_Provided text:_
* START *
By: Gregg Robertson ,vExpert
Business Continuity and Disaster Recovery (BC/DR) is something every business, no matter how big or small, should be thinking about and planning for. Whilst preparing for my VCAP-DCD and even for my VCDX attempt, BC/DR was a very important topic, as two of the infrastructure qualities of AMPRS (Availability, Manageability, Performance, Recoverability and Security) designs should show impact on availability and recoverability.
In my daily role as a consultant, BC/DR is a core component for every virtualization design no matter if it is data center virtualization, end-user computing or hybrid cloud. In this four-part blog series, I am going to cover four different ways BC/DR can help you with your small/midsized business (SMB) IT infrastructure. In this second blog, we will cover the benefits of automated high availability built in as a feature in VMware vSphere.
Automated High Availability For SMB’s
BC/DR is met and ensured with features that have been part of vSphere for years, like VMware High Availability (HA), which, since vSphere 5.0, has been rebuilt from the ground up to use the Fault Domain Manager (FDM) agent instead of the legacy AAM agent (Legato Automated Availability Management). This rebuilding of a new agent has introduced higher resiliency and less complexity and means that HA can be enabled with as little as five clicks and be installed onto ESXi hosts in seconds rather than the minutes that it took previously. HA allows you to protect the virtual machines running on your hosts from isolation and/or recover from host failure by restarting the virtual machines on the affected host to the remaining working hosts, thereby bringing your applications and solutions back online as soon as possible. With the new FDM agent, this also allows partitioned hosts to elect a master node within the partitioned section and maintain the uptime of the virtual machines on the affected hosts. HA also has a number of features that provide additional checks to ensure that hosts are indeed non-responsive before rebooting the virtual machines through the usage of Datastore Heartbeating and the setting of additional isolation addresses.
HA can also restart virtual machines if the application in a virtual machine fails through the usage of application monitoring. By utilizing the appropriate SDK or an application that supports VMware application monitoring, HA can setup customized heartbeats for your applications.
* END *
_Exercise details:_
Can you write out the part of the BC/DR article starting with "In my daily" and going on through "in VMware vSphere.", renaming "consultant" as "solutions architect"?

_Supplied records:_
* START *
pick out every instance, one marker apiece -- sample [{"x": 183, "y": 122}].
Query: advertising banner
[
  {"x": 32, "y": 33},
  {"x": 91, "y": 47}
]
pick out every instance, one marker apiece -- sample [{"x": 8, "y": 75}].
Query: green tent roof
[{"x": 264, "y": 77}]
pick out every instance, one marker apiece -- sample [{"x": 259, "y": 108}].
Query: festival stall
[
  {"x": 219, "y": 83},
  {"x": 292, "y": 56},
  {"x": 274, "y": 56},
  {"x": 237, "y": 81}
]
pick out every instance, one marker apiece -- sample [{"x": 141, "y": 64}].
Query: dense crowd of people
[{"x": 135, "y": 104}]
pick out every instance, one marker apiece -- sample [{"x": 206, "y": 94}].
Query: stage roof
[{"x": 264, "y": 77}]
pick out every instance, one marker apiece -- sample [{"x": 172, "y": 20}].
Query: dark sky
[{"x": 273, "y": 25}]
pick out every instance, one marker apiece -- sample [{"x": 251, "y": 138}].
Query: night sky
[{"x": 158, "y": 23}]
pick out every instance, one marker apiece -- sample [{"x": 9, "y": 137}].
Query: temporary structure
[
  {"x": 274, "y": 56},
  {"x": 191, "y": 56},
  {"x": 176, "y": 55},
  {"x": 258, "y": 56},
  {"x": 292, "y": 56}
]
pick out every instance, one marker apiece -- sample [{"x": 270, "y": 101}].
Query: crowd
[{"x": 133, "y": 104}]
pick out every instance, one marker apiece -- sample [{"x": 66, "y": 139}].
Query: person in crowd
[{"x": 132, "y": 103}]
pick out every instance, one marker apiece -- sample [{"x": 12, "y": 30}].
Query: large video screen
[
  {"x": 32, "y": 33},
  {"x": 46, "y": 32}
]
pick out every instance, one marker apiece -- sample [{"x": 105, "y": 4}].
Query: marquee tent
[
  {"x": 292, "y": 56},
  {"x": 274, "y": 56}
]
* END *
_Full answer:_
In my daily role as a solutions architect, BC/DR is a core component for every virtualization design no matter if it is data center virtualization, end-user computing or hybrid cloud. In this four-part blog series, I am going to cover four different ways BC/DR can help you with your small/midsized business (SMB) IT infrastructure. In this second blog, we will cover the benefits of automated high availability built in as a feature in VMware vSphere.